-- Entries from a point annotation set --

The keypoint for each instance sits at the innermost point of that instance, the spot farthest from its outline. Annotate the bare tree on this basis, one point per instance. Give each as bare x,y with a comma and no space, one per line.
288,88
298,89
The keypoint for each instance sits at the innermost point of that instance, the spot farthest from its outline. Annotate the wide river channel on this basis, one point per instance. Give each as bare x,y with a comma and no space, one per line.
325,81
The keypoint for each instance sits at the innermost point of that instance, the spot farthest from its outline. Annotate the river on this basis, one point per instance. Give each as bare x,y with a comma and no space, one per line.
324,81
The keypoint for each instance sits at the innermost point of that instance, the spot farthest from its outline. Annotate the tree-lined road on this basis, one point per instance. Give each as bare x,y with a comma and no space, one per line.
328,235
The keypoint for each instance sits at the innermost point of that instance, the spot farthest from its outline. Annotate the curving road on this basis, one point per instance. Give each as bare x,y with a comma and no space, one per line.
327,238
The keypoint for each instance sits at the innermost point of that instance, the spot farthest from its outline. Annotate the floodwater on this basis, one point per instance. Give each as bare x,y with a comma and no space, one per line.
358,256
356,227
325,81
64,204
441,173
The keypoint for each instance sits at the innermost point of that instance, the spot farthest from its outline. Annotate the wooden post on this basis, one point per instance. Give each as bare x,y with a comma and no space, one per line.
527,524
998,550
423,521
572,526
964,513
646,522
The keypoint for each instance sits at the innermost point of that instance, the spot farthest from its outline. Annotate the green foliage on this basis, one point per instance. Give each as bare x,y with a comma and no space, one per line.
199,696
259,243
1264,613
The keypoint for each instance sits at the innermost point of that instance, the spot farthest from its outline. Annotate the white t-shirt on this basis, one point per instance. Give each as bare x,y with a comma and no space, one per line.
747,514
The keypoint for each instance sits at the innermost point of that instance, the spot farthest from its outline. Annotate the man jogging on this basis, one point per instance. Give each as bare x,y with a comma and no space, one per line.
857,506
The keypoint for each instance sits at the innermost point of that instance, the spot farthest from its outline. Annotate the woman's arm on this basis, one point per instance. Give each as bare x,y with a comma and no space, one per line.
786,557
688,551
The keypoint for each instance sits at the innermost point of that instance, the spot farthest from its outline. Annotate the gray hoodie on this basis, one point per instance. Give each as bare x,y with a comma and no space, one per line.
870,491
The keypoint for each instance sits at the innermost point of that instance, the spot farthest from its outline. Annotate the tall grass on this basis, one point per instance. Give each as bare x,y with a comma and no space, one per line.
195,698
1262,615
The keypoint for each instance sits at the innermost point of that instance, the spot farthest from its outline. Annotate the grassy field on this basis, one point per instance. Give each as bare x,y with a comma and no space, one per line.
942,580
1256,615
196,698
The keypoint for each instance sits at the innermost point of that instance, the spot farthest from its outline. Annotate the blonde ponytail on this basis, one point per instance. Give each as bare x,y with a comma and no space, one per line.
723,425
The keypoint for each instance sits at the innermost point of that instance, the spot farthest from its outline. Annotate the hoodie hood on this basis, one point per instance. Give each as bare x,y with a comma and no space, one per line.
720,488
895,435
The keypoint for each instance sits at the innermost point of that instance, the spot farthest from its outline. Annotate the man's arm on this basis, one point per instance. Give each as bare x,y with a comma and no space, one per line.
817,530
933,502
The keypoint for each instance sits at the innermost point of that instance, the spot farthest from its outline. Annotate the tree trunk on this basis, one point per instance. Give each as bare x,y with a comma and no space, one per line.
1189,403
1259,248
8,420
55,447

-- Aim of the exercise --
Repeat exactly the lines from the one containing "Annotate the blonde" through the last line of the records above, both included, and nothing else.

-- Exercise response --
The keypoint for each instance sits at the innermost point of that instance, the spot farthest from its outline. Annotate the blonde ponytail on this basis, one point per instance. Give each as bare x,y with a comma and no space, one per line.
723,425
The keypoint for each instance sits at the innermost point of that instance, the spot farthest from its outline. Annotate the hoodie hood on this basis, one point per instance. Give each as bare x,y with a comma and no space, one per line.
720,488
895,435
The keypoint for each instance sits at the innermost point of that instance, the spot farthest from its outline. Annotate the man's arm on this basis, one point per instance. Give each as bare x,y with a comma and no space, one per line.
817,530
933,502
The keypoint for each instance sits at the innermost point of that instance, the spot farthest from its outline. Annotate the tree trunk on this basis, one point per instance. Give each as bare x,y with a comma and no space, one per line.
1189,403
1259,248
8,420
55,447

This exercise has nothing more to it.